##### PAGE EXTRACT #####

A typical adult human body, I recently learned, contains more microbial cells than human cells. Indeed, non-human cells — bacteria, viruses, and fungi, collectively known as the human microbiome — comprise roughly 57% of our bodies. Most of the time, these organisms live in a symbiotic relationship with the human body. Among other things, they aid in digestion, regulate the immune system and protect against pathogens. But occasionally some of those same microbes threaten the body in the form of infection and disease.
In Foreign Bodies: Pandemics, Vaccines and the Health of Nations (Ecco, 2023), cultural historian Simon Schama details the fascinating story of this delicate balance, especially as it has played out in modern pandemics such as smallpox, cholera and the plague, which have led to the deaths of untold millions. Schama’s primary focus is on the counterintuitive, frequently controversial discovery that small doses of those same lethal diseases, administered in the form of inoculations or vaccines, can provide immunity against the diseases themselves. Paradoxically, the thing that seems to threaten the body most also bears within itself the promise of health.
I’ve been pondering these mysteries ever since, not only for their biological complexity but also as a rich metaphor of our own complicated social, political and religious moment.
At one level, Schama’s book has made me somewhat more understanding of the Low German-speaking Mennonite communities in Texas, Ontario and Alberta whose resistance to measles vaccinations recently fueled an epidemic that has led to the death of several children. Anti-vax sentiment, whether among conservative Anabaptists or devotees of Robert F. Kennedy Jr., is rooted in a deep cultural tradition, usually having less to do with religious convictions or a wholesale rejection of modern medicine than with a populist suspicion of government mandates, especially in matters of health.
But the recent national news stories about Mennonite resistance to vaccinations have also prompted other reflections about what it means to be a “foreign body” in a modern nation- state. To be sure, I wish that Low German-speaking Mennonite communities would vaccinate their children. I lament the needless deaths of innocents who had no voice in the decision. I wish these groups would recognize that their choices have consequences not only for themselves but also for the public at large.
At the same time, however, I also consider myself to be part of a religious minority — a microbe, perhaps — within the larger body politic. And like my Low German Mennonite cousins, I, too, want to have the courage to resist popular opinion even if that resistance runs counter to accepted norms — indeed, even if it seems to threaten the health of the nation-state.
From the very beginning of the Anabaptist movement, those in power regarded them as an alien presence. Sixteenth-century Swiss authorities frequently described Anabaptists as a cancer or a plague that threatened the health of their society. Yet at their best, religious minorities are an essential part of the social body, crucial to its well-being. The contrary convictions they uphold serve as a check on the presumption of the powerful and the self-serving prejudices of the majority. Their courage to resist accepted norms has often preserved ideals and principles that promote the well-being of the whole.
Here in North America, Anabaptist groups of all sorts have enjoyed a long period of religious freedom for which I am deeply grateful. But even a nation that honors religious liberty needs to define some limits. No one, for example, would defend a group’s right to commit child sacrifice.
What, then, should authorities do with statistics that predict with certainty that a certain percentage of children will die if they are not vaccinated? What is the line between religious freedom and cultlike control? When does a microbe become a pathogen?
Those same questions need to be addressed self-critically within Anabaptist groups, where sorting out which convictions are essential to Christian faithfulness is an ongoing challenge. All of us — progressive and conservative Anabaptists alike — are highly selective in the convictions that define the boundaries of resistance. Sometimes our narrow focus on specific issues may divert our attention from the deeper political and economic ways in which we are being absorbed into the body politic.
Within the complex living organism of modern society, what is the right image for thinking about communities of faith who are committed to follow in the way of Jesus? Are we an alien presence? A microbe in a symbiotic relationship? An inoculation against death-dealing diseases? Or simply another cell in the larger body?

##### LISTED ENTRIES #####

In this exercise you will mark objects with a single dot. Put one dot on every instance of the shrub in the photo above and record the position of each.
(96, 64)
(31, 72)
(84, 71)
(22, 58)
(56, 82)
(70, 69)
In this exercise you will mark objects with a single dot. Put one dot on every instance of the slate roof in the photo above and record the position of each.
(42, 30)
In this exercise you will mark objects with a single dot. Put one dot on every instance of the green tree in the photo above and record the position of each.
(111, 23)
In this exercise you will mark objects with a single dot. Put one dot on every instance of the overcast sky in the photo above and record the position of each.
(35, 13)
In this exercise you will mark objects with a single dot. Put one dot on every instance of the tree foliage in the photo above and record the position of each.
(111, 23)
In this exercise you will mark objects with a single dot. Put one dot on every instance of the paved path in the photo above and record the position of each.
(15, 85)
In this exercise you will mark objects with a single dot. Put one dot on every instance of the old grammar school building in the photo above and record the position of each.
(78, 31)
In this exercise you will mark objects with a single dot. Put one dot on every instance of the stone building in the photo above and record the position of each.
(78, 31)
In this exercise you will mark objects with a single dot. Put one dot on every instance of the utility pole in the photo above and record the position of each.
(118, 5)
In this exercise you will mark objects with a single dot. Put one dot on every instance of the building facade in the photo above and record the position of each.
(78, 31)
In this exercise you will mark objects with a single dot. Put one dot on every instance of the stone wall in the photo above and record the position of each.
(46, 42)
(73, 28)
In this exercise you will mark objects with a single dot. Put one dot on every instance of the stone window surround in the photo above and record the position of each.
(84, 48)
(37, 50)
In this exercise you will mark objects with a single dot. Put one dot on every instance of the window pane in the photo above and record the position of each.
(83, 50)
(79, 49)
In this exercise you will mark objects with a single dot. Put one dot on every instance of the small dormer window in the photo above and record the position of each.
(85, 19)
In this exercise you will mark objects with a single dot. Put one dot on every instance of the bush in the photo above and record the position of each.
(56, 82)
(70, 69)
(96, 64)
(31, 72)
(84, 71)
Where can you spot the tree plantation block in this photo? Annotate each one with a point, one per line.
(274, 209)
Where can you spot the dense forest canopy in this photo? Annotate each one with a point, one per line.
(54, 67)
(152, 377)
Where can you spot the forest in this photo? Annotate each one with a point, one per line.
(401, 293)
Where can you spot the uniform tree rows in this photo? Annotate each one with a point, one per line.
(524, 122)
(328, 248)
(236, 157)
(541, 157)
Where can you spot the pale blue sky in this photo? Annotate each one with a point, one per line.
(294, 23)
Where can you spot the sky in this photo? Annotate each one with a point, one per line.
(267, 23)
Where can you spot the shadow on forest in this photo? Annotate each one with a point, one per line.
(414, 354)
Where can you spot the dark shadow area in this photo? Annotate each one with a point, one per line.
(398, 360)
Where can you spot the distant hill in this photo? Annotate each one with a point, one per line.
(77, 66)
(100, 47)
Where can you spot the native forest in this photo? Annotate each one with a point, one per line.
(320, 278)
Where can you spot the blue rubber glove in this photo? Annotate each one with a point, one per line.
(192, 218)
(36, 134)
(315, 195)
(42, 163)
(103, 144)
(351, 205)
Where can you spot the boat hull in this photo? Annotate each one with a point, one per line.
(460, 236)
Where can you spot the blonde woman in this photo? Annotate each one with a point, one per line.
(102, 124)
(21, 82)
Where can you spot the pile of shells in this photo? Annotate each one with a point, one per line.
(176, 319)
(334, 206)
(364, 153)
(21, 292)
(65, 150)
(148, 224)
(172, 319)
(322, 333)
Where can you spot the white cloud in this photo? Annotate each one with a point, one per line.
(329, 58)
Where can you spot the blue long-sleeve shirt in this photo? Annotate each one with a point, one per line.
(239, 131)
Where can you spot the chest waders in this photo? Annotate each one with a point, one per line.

#####

Reproduce word for word the passage of the essay on foreign bodies and vaccination above that starts with the words "At the same" and ends with "of the nation-state.".

At the same time, however, I also consider myself to be part of a religious minority — a microbe, perhaps — within the larger body politic. And like my Low German Mennonite cousins, I, too, want to have the courage to resist popular opinion even if that resistance runs counter to accepted norms — indeed, even if it seems to threaten the health of the nation-state.